**EXTRAIT SOURCE:**
------

En 2019, l’économie allemande pourrait être entrée en récession. Il faudra bien sûr attendre les derniers chiffres, notamment celui de l’évolution du Produit intérieur brut (PIB) durant le dernier trimestre mais, de l’avis des prévisionnistes, l’affaire semble entendue. L’Allemagne en récession, voilà une information suffisamment rare pour être relevée même si son caractère négatif reste à relativiser. De tous les poids lourds de l’Union européenne (UE), la République fédérale allemande (RFA, car telle est la dénomination officielle de ce pays) demeure la mieux lotie avec notamment un taux de chômage inférieur à 3% de la population active.

Inquiétudes pour l’automobile

Pour autant, les signes d’essoufflement de l’activité se multiplient. Secteur phare et emblématique du « made in Germany », l’automobile est morose. Ses ventes à l’étranger, notamment en Chine, sont en chute libre.

------

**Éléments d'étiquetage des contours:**

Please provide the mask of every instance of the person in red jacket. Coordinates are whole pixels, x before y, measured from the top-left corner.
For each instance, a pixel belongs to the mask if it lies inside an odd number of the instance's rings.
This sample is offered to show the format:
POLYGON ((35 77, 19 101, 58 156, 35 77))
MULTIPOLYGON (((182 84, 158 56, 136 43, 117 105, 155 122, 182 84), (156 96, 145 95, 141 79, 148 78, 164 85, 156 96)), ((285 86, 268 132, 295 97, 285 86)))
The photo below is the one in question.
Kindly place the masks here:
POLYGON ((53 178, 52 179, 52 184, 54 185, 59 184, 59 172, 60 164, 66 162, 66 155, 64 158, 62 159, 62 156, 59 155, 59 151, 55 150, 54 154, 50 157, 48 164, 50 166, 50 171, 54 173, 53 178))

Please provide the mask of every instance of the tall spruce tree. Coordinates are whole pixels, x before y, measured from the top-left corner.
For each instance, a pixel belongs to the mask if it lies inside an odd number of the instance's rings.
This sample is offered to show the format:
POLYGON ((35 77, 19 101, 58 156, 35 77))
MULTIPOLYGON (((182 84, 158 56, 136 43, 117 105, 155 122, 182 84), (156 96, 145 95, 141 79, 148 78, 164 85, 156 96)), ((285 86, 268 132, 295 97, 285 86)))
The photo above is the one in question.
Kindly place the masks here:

------

**LISTE DES CONSIGNES:**
(A) D'après l'extrait sur l'économie allemande, quel est le taux de chômage de la RFA ?
(B) Poursuivez l'extrait sur l'économie allemande après sa dernière phrase.

**RÉPONSES PAR CONSIGNE:**
(A) Il est inférieur à 3 % de la population active.

(B)
Et les perspectives ne sont pas rassurantes puisque plusieurs études ont été publiées sur le retard pris par les constructeurs germaniques dans le domaine de la voiture électrique, segment qui est jugé le plus prometteur.

Premier ou deuxième exportateur mondial (en alternance avec la Chine), l’Allemagne subit aussi les conséquences du ralentissement du commerce mondial.

Les tensions entre Pékin et Washington, la guerre des monnaies dans les pays émergents, la saturation de certains marchés, tout cela ne profite guère à une économie qui n’a cessé d’empiler les excédents commerciaux au cours des vingt dernières années. Les enquêtes d’opinion auprès des patrons montrent que ces derniers croient encore en ce modèle mais commencent aussi à s’interroger sur les alternatives.

100 milliards d’euros à investir

Ce n’est donc pas un hasard si le gouvernement d’Angela Merkel vient d’ouvrir la porte à un changement majeur en matière de politique budgétaire. Jusque-là, Berlin s’est toujours refusé à aggraver le déficit budgétaire, de toutes les façons limité à 0,35% du PIB selon la Constitution allemande.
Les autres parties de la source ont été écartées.